TASK DATA =
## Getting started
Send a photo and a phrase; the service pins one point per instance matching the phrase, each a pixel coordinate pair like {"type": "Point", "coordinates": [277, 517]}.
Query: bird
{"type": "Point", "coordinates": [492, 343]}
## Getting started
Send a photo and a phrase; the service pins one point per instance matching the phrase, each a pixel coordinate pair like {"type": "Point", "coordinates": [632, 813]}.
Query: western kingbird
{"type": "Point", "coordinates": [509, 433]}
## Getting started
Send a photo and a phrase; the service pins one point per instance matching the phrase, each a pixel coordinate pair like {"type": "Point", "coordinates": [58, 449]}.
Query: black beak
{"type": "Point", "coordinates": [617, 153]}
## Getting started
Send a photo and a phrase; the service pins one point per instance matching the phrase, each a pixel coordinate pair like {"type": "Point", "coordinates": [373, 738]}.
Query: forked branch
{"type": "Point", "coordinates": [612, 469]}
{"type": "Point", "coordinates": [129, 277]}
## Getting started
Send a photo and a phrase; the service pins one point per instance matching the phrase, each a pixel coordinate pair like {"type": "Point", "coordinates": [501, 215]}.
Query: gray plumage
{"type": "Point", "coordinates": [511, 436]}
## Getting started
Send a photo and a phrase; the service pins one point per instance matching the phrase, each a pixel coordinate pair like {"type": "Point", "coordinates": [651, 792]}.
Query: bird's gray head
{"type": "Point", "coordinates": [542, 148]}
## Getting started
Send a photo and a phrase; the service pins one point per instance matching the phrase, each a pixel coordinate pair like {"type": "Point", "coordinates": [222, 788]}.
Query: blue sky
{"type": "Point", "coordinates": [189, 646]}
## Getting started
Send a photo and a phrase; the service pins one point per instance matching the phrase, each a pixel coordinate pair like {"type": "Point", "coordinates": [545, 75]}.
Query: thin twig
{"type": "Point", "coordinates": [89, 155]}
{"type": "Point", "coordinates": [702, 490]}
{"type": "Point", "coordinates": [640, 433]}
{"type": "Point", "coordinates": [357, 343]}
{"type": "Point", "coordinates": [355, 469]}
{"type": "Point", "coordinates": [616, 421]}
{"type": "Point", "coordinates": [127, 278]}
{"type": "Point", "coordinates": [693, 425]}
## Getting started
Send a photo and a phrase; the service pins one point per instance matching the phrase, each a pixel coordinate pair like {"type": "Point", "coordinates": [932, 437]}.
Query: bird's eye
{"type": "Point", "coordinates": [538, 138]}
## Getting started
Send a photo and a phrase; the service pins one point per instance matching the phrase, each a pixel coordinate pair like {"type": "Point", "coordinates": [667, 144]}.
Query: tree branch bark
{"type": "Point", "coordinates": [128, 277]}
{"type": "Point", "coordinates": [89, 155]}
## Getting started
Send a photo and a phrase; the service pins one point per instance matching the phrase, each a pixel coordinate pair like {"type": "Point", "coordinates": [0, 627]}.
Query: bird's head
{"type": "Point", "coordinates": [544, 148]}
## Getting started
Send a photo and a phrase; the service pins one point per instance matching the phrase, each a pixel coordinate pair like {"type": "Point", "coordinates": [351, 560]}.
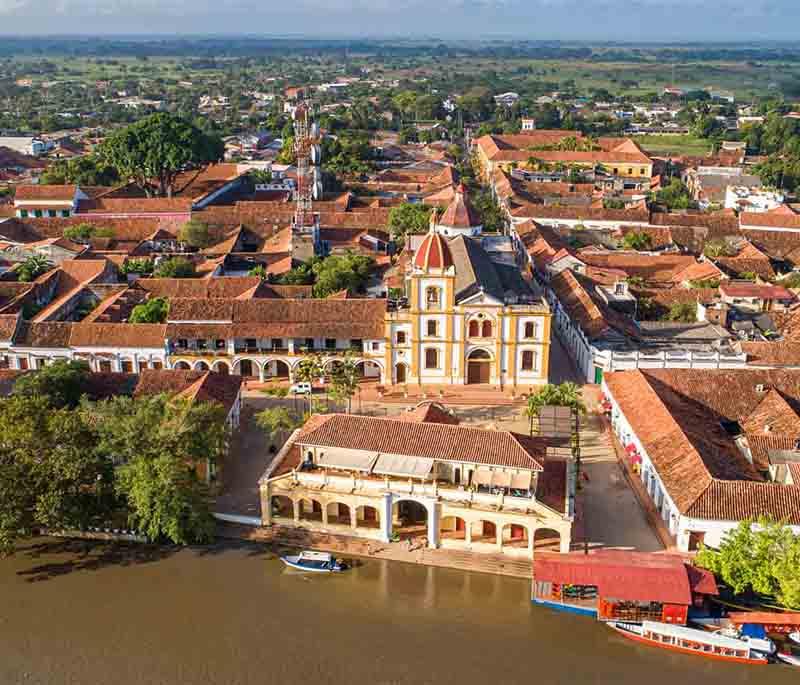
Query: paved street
{"type": "Point", "coordinates": [611, 513]}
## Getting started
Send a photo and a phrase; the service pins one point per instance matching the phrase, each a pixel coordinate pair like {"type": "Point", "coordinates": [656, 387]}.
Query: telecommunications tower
{"type": "Point", "coordinates": [305, 224]}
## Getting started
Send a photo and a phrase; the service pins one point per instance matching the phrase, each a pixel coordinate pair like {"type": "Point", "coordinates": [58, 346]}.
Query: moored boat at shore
{"type": "Point", "coordinates": [315, 562]}
{"type": "Point", "coordinates": [690, 641]}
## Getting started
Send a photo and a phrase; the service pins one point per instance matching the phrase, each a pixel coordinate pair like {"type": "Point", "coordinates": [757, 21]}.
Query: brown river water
{"type": "Point", "coordinates": [86, 614]}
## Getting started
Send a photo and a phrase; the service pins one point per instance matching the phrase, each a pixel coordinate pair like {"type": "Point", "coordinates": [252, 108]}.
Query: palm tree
{"type": "Point", "coordinates": [276, 422]}
{"type": "Point", "coordinates": [563, 395]}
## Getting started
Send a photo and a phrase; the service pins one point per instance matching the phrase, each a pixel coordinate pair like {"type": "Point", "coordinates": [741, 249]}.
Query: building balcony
{"type": "Point", "coordinates": [194, 352]}
{"type": "Point", "coordinates": [243, 349]}
{"type": "Point", "coordinates": [376, 486]}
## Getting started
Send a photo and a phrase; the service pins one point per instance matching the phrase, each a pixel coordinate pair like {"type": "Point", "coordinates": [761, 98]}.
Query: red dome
{"type": "Point", "coordinates": [433, 253]}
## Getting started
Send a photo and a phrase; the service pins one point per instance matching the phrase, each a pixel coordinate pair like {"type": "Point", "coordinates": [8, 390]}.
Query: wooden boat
{"type": "Point", "coordinates": [690, 641]}
{"type": "Point", "coordinates": [787, 658]}
{"type": "Point", "coordinates": [316, 562]}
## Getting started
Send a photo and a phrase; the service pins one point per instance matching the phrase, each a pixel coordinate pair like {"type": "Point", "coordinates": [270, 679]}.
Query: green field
{"type": "Point", "coordinates": [674, 145]}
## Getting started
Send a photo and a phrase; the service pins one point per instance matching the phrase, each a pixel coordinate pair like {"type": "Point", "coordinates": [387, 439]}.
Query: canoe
{"type": "Point", "coordinates": [689, 641]}
{"type": "Point", "coordinates": [314, 562]}
{"type": "Point", "coordinates": [790, 659]}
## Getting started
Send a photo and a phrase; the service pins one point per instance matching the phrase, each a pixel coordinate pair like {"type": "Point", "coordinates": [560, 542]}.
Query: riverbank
{"type": "Point", "coordinates": [279, 537]}
{"type": "Point", "coordinates": [80, 612]}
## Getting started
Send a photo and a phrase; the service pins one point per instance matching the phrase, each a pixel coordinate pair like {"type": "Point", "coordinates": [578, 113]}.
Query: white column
{"type": "Point", "coordinates": [433, 526]}
{"type": "Point", "coordinates": [564, 541]}
{"type": "Point", "coordinates": [386, 517]}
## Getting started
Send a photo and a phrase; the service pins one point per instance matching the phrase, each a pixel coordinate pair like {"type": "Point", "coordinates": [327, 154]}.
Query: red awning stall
{"type": "Point", "coordinates": [629, 585]}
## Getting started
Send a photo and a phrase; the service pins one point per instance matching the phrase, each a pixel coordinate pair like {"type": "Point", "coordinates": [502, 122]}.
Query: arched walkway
{"type": "Point", "coordinates": [221, 367]}
{"type": "Point", "coordinates": [479, 367]}
{"type": "Point", "coordinates": [338, 513]}
{"type": "Point", "coordinates": [515, 535]}
{"type": "Point", "coordinates": [367, 517]}
{"type": "Point", "coordinates": [547, 540]}
{"type": "Point", "coordinates": [282, 507]}
{"type": "Point", "coordinates": [247, 368]}
{"type": "Point", "coordinates": [484, 531]}
{"type": "Point", "coordinates": [276, 368]}
{"type": "Point", "coordinates": [368, 369]}
{"type": "Point", "coordinates": [409, 518]}
{"type": "Point", "coordinates": [310, 510]}
{"type": "Point", "coordinates": [454, 528]}
{"type": "Point", "coordinates": [400, 373]}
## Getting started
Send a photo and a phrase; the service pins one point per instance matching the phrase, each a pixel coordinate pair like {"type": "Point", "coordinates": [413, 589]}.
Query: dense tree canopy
{"type": "Point", "coordinates": [159, 443]}
{"type": "Point", "coordinates": [61, 383]}
{"type": "Point", "coordinates": [194, 233]}
{"type": "Point", "coordinates": [761, 557]}
{"type": "Point", "coordinates": [49, 473]}
{"type": "Point", "coordinates": [153, 310]}
{"type": "Point", "coordinates": [88, 170]}
{"type": "Point", "coordinates": [175, 267]}
{"type": "Point", "coordinates": [155, 150]}
{"type": "Point", "coordinates": [409, 217]}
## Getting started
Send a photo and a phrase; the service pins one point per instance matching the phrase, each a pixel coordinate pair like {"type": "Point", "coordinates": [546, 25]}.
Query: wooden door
{"type": "Point", "coordinates": [478, 372]}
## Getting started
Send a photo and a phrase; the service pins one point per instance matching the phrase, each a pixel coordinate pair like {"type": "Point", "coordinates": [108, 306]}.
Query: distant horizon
{"type": "Point", "coordinates": [565, 20]}
{"type": "Point", "coordinates": [142, 36]}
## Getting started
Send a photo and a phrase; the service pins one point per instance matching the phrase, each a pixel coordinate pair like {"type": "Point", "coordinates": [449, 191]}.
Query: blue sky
{"type": "Point", "coordinates": [632, 20]}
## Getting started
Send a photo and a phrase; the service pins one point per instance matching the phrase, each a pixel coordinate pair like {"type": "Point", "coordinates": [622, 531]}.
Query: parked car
{"type": "Point", "coordinates": [301, 389]}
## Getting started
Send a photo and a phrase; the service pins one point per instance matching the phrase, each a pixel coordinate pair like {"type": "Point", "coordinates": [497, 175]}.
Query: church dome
{"type": "Point", "coordinates": [433, 253]}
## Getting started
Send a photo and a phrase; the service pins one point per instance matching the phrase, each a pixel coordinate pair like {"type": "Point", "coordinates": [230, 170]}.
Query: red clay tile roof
{"type": "Point", "coordinates": [429, 412]}
{"type": "Point", "coordinates": [677, 415]}
{"type": "Point", "coordinates": [765, 292]}
{"type": "Point", "coordinates": [35, 193]}
{"type": "Point", "coordinates": [201, 386]}
{"type": "Point", "coordinates": [580, 306]}
{"type": "Point", "coordinates": [50, 334]}
{"type": "Point", "coordinates": [8, 325]}
{"type": "Point", "coordinates": [773, 414]}
{"type": "Point", "coordinates": [770, 220]}
{"type": "Point", "coordinates": [137, 335]}
{"type": "Point", "coordinates": [432, 440]}
{"type": "Point", "coordinates": [433, 253]}
{"type": "Point", "coordinates": [772, 353]}
{"type": "Point", "coordinates": [136, 205]}
{"type": "Point", "coordinates": [460, 213]}
{"type": "Point", "coordinates": [333, 318]}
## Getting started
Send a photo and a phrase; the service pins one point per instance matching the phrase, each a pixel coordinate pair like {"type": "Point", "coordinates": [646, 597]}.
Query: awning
{"type": "Point", "coordinates": [403, 466]}
{"type": "Point", "coordinates": [501, 479]}
{"type": "Point", "coordinates": [483, 476]}
{"type": "Point", "coordinates": [351, 460]}
{"type": "Point", "coordinates": [522, 480]}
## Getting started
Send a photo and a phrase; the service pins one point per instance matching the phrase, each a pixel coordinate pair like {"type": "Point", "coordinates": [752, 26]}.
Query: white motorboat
{"type": "Point", "coordinates": [315, 562]}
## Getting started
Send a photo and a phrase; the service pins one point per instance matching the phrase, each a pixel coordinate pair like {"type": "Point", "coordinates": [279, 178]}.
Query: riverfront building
{"type": "Point", "coordinates": [422, 476]}
{"type": "Point", "coordinates": [712, 447]}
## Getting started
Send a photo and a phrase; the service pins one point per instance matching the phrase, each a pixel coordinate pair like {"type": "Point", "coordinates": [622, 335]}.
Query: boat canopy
{"type": "Point", "coordinates": [309, 555]}
{"type": "Point", "coordinates": [693, 635]}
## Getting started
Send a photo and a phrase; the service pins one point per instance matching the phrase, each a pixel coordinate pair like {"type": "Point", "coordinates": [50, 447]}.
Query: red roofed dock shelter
{"type": "Point", "coordinates": [622, 586]}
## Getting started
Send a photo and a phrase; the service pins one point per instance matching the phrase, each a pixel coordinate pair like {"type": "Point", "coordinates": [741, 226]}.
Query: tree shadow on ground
{"type": "Point", "coordinates": [87, 555]}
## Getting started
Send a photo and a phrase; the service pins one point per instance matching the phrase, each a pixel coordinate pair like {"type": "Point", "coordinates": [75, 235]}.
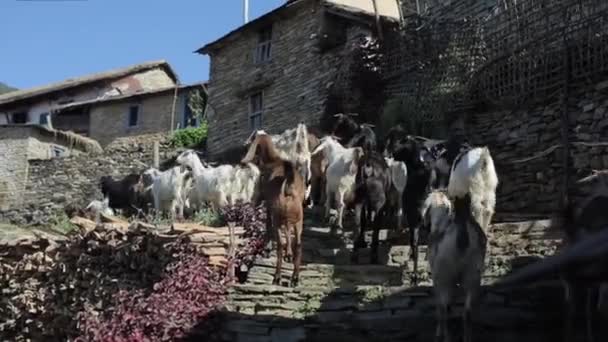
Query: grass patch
{"type": "Point", "coordinates": [209, 217]}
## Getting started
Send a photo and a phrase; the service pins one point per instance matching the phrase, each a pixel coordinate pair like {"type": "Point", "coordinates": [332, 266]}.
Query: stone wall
{"type": "Point", "coordinates": [52, 184]}
{"type": "Point", "coordinates": [110, 121]}
{"type": "Point", "coordinates": [526, 147]}
{"type": "Point", "coordinates": [13, 165]}
{"type": "Point", "coordinates": [294, 82]}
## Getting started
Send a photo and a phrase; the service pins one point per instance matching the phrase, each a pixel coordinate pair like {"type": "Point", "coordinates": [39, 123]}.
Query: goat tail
{"type": "Point", "coordinates": [287, 188]}
{"type": "Point", "coordinates": [488, 166]}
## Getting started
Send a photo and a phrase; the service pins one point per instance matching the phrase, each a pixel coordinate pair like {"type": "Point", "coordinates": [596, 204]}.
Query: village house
{"type": "Point", "coordinates": [139, 99]}
{"type": "Point", "coordinates": [274, 71]}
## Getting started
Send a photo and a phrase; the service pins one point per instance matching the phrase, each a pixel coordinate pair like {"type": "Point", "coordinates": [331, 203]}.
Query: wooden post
{"type": "Point", "coordinates": [565, 121]}
{"type": "Point", "coordinates": [173, 107]}
{"type": "Point", "coordinates": [231, 249]}
{"type": "Point", "coordinates": [378, 25]}
{"type": "Point", "coordinates": [156, 154]}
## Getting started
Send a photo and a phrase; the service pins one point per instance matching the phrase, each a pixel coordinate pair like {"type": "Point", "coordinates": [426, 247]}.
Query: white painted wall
{"type": "Point", "coordinates": [148, 80]}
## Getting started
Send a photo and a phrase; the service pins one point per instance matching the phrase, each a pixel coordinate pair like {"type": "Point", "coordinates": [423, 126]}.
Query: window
{"type": "Point", "coordinates": [43, 120]}
{"type": "Point", "coordinates": [255, 111]}
{"type": "Point", "coordinates": [133, 116]}
{"type": "Point", "coordinates": [188, 119]}
{"type": "Point", "coordinates": [19, 117]}
{"type": "Point", "coordinates": [262, 52]}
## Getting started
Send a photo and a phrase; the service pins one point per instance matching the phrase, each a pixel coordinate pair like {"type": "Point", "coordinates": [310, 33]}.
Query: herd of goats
{"type": "Point", "coordinates": [446, 187]}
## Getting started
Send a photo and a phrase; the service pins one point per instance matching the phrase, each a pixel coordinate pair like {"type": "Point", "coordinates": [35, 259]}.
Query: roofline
{"type": "Point", "coordinates": [129, 96]}
{"type": "Point", "coordinates": [214, 44]}
{"type": "Point", "coordinates": [23, 95]}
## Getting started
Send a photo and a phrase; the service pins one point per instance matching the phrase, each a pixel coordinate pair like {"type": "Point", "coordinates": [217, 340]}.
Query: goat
{"type": "Point", "coordinates": [584, 260]}
{"type": "Point", "coordinates": [339, 176]}
{"type": "Point", "coordinates": [445, 153]}
{"type": "Point", "coordinates": [373, 181]}
{"type": "Point", "coordinates": [122, 194]}
{"type": "Point", "coordinates": [293, 145]}
{"type": "Point", "coordinates": [414, 154]}
{"type": "Point", "coordinates": [97, 207]}
{"type": "Point", "coordinates": [223, 184]}
{"type": "Point", "coordinates": [318, 167]}
{"type": "Point", "coordinates": [283, 192]}
{"type": "Point", "coordinates": [457, 249]}
{"type": "Point", "coordinates": [167, 190]}
{"type": "Point", "coordinates": [473, 172]}
{"type": "Point", "coordinates": [354, 134]}
{"type": "Point", "coordinates": [398, 173]}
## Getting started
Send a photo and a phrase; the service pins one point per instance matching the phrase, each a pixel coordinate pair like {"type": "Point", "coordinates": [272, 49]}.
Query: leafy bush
{"type": "Point", "coordinates": [209, 217]}
{"type": "Point", "coordinates": [189, 292]}
{"type": "Point", "coordinates": [189, 136]}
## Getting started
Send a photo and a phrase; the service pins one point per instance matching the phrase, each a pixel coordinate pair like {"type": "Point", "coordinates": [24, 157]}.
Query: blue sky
{"type": "Point", "coordinates": [45, 41]}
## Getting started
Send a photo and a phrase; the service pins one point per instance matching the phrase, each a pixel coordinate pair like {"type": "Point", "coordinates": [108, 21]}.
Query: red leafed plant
{"type": "Point", "coordinates": [189, 292]}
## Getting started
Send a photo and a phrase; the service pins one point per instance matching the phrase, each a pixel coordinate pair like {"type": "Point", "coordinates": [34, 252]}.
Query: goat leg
{"type": "Point", "coordinates": [288, 246]}
{"type": "Point", "coordinates": [466, 319]}
{"type": "Point", "coordinates": [414, 233]}
{"type": "Point", "coordinates": [374, 217]}
{"type": "Point", "coordinates": [277, 274]}
{"type": "Point", "coordinates": [588, 314]}
{"type": "Point", "coordinates": [569, 314]}
{"type": "Point", "coordinates": [297, 253]}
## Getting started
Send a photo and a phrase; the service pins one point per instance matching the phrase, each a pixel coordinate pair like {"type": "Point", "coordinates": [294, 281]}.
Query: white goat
{"type": "Point", "coordinates": [473, 172]}
{"type": "Point", "coordinates": [398, 172]}
{"type": "Point", "coordinates": [340, 174]}
{"type": "Point", "coordinates": [457, 249]}
{"type": "Point", "coordinates": [220, 185]}
{"type": "Point", "coordinates": [97, 207]}
{"type": "Point", "coordinates": [293, 146]}
{"type": "Point", "coordinates": [167, 190]}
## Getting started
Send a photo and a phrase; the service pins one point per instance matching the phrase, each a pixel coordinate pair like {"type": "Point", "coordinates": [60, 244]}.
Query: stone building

GIVEN INSTRUCTION = Return, unchanged, each line of the records that contains the word "wooden".

ANSWER TO THE PROBLEM =
Query: wooden boat
Query: wooden door
Query: wooden post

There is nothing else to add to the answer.